# Point annotation records
⟨

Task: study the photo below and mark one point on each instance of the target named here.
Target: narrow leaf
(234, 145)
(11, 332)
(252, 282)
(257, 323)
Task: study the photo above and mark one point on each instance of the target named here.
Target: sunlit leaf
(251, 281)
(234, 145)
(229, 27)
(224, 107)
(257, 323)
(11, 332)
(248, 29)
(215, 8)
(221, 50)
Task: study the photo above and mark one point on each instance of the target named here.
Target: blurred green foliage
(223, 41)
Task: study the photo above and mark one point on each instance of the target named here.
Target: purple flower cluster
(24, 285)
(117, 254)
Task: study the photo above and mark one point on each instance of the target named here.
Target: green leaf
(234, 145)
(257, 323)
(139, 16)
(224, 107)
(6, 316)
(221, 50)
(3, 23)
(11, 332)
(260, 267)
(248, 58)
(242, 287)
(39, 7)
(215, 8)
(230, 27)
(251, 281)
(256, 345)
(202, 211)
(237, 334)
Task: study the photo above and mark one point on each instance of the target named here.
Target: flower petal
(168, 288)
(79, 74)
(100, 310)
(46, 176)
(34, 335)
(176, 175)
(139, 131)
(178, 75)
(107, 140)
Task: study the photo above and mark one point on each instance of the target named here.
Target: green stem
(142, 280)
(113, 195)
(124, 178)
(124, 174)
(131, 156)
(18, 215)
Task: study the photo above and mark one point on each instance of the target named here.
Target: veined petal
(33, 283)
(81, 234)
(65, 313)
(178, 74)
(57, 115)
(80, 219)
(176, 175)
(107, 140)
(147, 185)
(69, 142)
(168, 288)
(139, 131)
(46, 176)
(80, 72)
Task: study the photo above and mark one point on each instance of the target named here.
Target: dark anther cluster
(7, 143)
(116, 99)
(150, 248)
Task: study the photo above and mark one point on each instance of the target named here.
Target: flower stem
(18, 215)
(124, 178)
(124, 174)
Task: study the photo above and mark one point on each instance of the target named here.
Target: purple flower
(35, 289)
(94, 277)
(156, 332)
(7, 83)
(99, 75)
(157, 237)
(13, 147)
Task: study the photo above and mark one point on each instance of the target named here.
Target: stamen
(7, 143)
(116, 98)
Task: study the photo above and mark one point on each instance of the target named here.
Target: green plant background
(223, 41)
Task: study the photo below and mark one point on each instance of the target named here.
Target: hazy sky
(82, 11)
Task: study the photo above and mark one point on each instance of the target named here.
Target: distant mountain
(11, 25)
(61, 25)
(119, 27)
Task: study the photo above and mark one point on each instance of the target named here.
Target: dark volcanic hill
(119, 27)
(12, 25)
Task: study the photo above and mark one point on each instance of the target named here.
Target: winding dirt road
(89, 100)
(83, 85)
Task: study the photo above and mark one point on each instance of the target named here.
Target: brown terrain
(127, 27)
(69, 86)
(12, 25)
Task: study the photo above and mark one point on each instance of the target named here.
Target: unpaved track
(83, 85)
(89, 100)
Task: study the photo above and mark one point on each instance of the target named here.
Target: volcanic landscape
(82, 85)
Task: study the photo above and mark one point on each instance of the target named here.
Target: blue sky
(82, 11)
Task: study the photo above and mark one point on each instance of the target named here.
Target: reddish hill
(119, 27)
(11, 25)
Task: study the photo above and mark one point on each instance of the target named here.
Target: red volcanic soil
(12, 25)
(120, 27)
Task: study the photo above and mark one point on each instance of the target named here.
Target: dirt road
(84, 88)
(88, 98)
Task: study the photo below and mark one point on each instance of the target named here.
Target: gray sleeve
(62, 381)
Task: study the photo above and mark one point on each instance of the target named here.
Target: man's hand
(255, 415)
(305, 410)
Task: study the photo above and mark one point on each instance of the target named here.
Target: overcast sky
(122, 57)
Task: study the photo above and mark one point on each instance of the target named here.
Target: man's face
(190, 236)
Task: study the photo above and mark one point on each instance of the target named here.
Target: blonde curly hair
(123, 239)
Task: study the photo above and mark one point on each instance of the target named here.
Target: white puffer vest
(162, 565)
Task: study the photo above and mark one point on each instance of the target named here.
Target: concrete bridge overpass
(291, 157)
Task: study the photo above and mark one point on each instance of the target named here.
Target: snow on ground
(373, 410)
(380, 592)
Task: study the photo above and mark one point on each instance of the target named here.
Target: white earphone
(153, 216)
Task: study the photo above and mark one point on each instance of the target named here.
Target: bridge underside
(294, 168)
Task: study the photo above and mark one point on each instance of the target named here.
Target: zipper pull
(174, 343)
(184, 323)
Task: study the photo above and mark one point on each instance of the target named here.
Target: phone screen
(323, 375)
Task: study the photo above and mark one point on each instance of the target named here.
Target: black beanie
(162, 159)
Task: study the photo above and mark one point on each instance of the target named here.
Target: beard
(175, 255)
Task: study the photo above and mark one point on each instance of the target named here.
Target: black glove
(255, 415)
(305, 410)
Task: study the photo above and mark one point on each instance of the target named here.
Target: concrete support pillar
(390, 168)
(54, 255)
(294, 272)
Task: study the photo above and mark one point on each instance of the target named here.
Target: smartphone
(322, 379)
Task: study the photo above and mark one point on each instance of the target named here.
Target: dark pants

⟩

# Requirements
Print the records above in full, exactly.

# Response to this task
Task: study the photo below and mark one point on each instance of the target named here.
Target: narrow leaf
(234, 145)
(11, 332)
(252, 282)
(257, 323)
Task: study the photo above and mark one point on each instance of the target named here.
Target: sunlit leaf
(251, 281)
(234, 145)
(229, 27)
(224, 107)
(257, 323)
(11, 332)
(248, 29)
(215, 8)
(221, 50)
Task: study the photo above and mark one point on each instance of the target named here.
Target: blurred green foliage
(223, 41)
Task: study the photo above and mark one point on each instance of the target named here.
Target: purple flower cluster
(24, 285)
(117, 254)
Task: study the photo above and mark one point on each instance of the target named here.
Target: green leaf
(234, 145)
(257, 323)
(139, 16)
(224, 107)
(6, 316)
(221, 50)
(3, 23)
(11, 332)
(260, 267)
(248, 58)
(242, 287)
(39, 7)
(215, 8)
(230, 27)
(251, 281)
(256, 345)
(202, 211)
(237, 334)
Task: study the photo above and mark one point on each instance of the target named here.
Target: flower petal
(168, 288)
(79, 74)
(100, 310)
(46, 176)
(34, 335)
(176, 175)
(139, 131)
(178, 75)
(107, 140)
Task: study the photo above and mark one point on each instance of the target named here.
Target: green stem
(142, 280)
(113, 195)
(124, 178)
(124, 174)
(131, 156)
(18, 215)
Task: study the photo above and mark one point on each instance of the target named here.
Target: veined petal
(33, 283)
(81, 234)
(65, 313)
(178, 74)
(57, 115)
(80, 219)
(176, 175)
(107, 140)
(147, 185)
(69, 142)
(168, 288)
(139, 131)
(46, 176)
(80, 72)
Task: study the photo above and mark one point on each instance of the target named here.
Target: dark anther cluster
(7, 143)
(116, 99)
(150, 248)
Task: study the photo above and mark one point on each instance of the target named here.
Target: flower stem
(18, 215)
(124, 178)
(124, 174)
Task: study the photo above and mark one point on each instance of the target named here.
Target: purple flower
(35, 289)
(94, 277)
(156, 332)
(7, 83)
(99, 75)
(157, 237)
(13, 147)
Task: study the photo above and mark one point on each instance of the target named here.
Target: stamen
(7, 143)
(116, 98)
Task: study the photo above and mark one point on each instance of the target named here.
Target: green plant background
(223, 41)
Task: study the photo below and mark one point on each instance of the target named here.
Target: hazy sky
(82, 11)
Task: study the photo above and mark one point on each instance of the target named here.
Target: distant mountain
(11, 25)
(61, 25)
(119, 27)
Task: study the photo above and mark one point on each instance of the target named here.
Target: dark volcanic hill
(119, 27)
(12, 25)
Task: study the photo above and mark one point on each instance of the target named here.
Target: winding dirt road
(89, 100)
(83, 85)
Task: study the photo above and mark one point on each instance of the target named here.
Target: brown terrain
(127, 27)
(69, 86)
(12, 25)
Task: study the photo above and mark one point on each instance of the target named here.
Target: unpaved track
(83, 85)
(89, 100)
Task: study the photo above and mark one point on each instance of the target named here.
Target: volcanic landscape
(82, 85)
Task: study the photo above and mark one point on each instance of the target named here.
Target: blue sky
(82, 11)
Task: study the photo above and mark one point on each instance of the target named here.
Target: reddish hill
(119, 27)
(11, 25)
Task: study the photo above and mark one point on each instance of the target named here.
Target: red volcanic soil
(12, 25)
(120, 27)
Task: study the photo above and mark one point on each instance of the target named here.
Target: dirt road
(84, 88)
(88, 98)
Task: study the photo below and mark one point on each instance of the target named here.
Target: gray sleeve
(62, 381)
Task: study the photo above and mark one point on each instance of the target named here.
Target: man's hand
(255, 415)
(305, 410)
Task: study the photo above and mark one point on each instance of the target named here.
Target: overcast sky
(122, 57)
Task: study the photo above and mark one point on each instance of the target named here.
Target: man's face
(190, 236)
Task: study the photo above and mark one point on each instance of the target named here.
Target: blonde curly hair
(123, 239)
Task: study the photo above and mark one point on each instance of the target named here.
Target: white puffer vest
(162, 565)
Task: study the photo above and mark one point on each instance of the target named here.
Target: concrete bridge overpass
(291, 157)
Task: study the photo above and mark one point on each instance of the target named here.
Target: snow on ground
(373, 410)
(380, 592)
Task: study the photo above and mark one point on each instance of the target named here.
Target: white earphone
(153, 216)
Task: study the photo above and mark one point on each instance of the target named here.
Target: bridge underside
(294, 168)
Task: study the photo above and mark one point on each instance of the target named here.
Target: zipper pull
(174, 343)
(184, 323)
Task: study the photo above and mark one point on each instance of the target named here.
Target: phone screen
(323, 375)
Task: study the photo above and mark one point on each instance of the target named here.
Target: black beanie
(162, 159)
Task: study the photo above and mark one point on each instance of the target named here.
Target: beard
(175, 255)
Task: study the photo above and mark one point on each instance of the target named here.
Target: black glove
(255, 415)
(305, 410)
Task: study the photo above and mark one point on each instance of the target named here.
Target: concrete support pillar
(390, 168)
(54, 255)
(294, 272)
Task: study the photo above and mark one point on each instance of the target named here.
Target: smartphone
(322, 379)
Task: study the photo above and mark one point on each instance of the target named here.
Target: dark pants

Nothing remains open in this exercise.